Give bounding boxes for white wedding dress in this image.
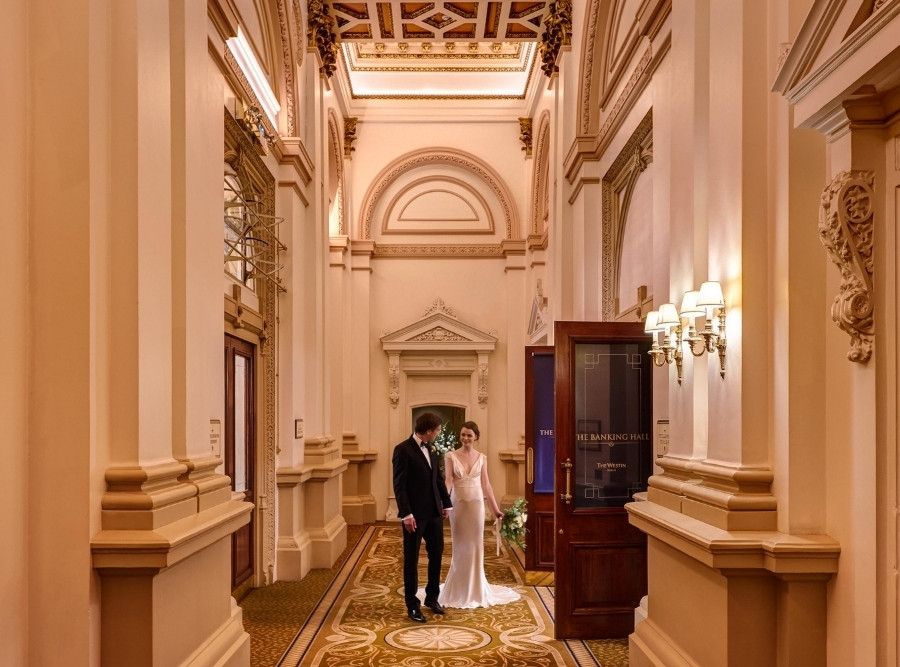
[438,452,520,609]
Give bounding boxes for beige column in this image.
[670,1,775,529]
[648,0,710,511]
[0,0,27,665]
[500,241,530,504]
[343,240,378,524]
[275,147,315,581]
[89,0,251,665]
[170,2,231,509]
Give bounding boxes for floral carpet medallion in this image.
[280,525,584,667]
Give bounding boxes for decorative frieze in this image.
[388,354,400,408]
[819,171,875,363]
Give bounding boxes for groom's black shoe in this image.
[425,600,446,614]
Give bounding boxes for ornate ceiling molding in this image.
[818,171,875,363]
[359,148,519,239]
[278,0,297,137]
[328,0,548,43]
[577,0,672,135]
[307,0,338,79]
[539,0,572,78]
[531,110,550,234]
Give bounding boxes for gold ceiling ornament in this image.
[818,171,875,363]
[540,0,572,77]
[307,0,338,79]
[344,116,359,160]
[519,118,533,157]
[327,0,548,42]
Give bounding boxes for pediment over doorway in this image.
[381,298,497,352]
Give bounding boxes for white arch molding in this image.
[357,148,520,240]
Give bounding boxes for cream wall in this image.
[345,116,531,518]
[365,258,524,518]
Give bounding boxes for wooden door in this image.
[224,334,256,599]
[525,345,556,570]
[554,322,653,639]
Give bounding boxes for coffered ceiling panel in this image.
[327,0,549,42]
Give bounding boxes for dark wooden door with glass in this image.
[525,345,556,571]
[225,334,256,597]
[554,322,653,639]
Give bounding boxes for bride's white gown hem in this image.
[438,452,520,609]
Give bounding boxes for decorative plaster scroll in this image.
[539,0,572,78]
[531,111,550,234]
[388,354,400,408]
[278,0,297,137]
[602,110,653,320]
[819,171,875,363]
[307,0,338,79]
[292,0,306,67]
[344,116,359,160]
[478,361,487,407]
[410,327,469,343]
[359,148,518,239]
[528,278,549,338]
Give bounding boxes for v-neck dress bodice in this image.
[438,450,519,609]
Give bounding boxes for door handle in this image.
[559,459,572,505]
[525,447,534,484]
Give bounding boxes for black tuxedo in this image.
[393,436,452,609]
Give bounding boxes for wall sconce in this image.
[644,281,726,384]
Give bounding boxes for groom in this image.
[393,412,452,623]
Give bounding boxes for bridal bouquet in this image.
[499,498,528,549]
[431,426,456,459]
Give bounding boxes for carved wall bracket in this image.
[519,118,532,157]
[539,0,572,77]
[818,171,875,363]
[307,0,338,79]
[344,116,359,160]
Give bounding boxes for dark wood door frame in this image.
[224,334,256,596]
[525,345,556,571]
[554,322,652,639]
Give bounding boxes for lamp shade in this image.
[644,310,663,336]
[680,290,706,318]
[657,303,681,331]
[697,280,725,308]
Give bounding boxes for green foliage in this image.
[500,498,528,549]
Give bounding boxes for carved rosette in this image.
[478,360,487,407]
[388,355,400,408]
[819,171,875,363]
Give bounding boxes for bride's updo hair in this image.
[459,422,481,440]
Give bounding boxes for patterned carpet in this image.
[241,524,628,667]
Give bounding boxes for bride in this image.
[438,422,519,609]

...

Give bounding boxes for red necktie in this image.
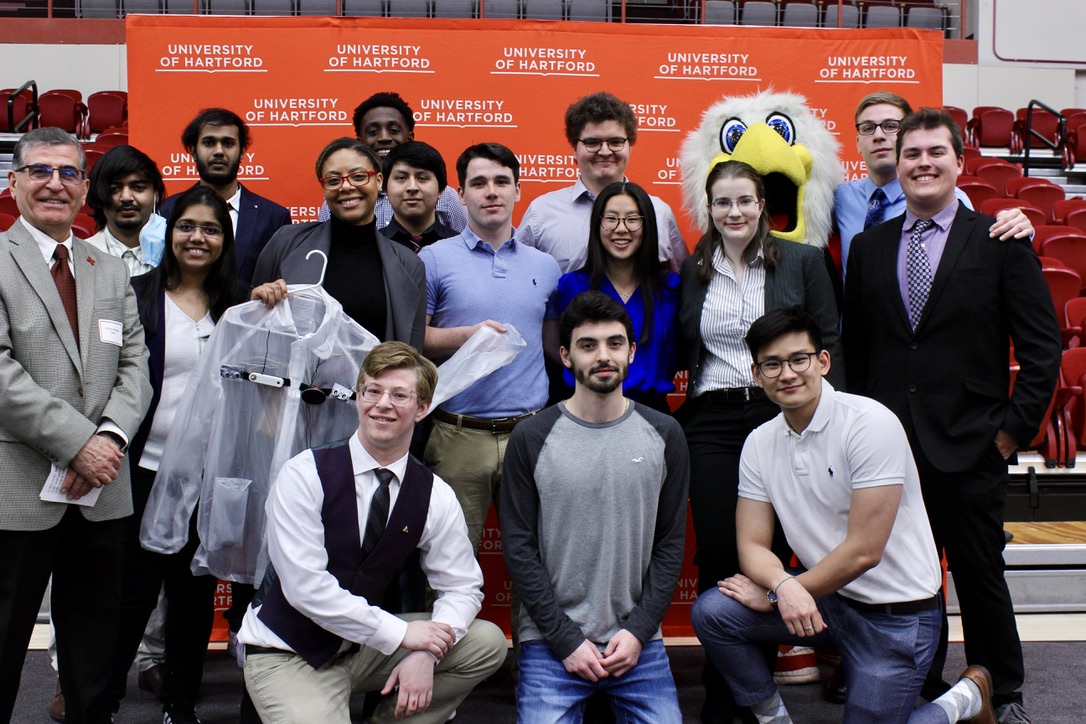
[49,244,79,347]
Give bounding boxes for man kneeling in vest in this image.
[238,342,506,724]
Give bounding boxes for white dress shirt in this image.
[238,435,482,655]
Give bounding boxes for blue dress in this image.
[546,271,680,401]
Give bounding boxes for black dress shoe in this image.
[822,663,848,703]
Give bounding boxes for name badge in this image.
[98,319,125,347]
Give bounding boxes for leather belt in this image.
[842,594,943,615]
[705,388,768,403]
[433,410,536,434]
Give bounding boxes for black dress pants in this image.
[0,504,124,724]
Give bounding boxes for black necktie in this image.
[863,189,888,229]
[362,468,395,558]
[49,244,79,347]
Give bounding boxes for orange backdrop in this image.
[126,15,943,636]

=== WORK TO COMPLETE ===
Render the part of the listing that opens with the line containing "Give bounding boxes for name" and closes with the line containing "[126,15,943,636]" as a numbered list, both of those lines included and blank lines left out.

=== FULL ANSWER ===
1. Give bounding boxes for name badge in this image.
2. [98,319,125,347]
3. Give bounding boxes for leather belt in this image.
4. [842,594,943,615]
5. [705,388,768,403]
6. [433,410,536,434]
7. Give bounding boxes for black dress pants in this image.
8. [0,504,124,724]
9. Give bounding boxes for black necktie in this image.
10. [863,189,888,229]
11. [362,468,395,558]
12. [49,244,79,347]
13. Give bounding boxes for orange backdrop in this image.
14. [126,15,943,636]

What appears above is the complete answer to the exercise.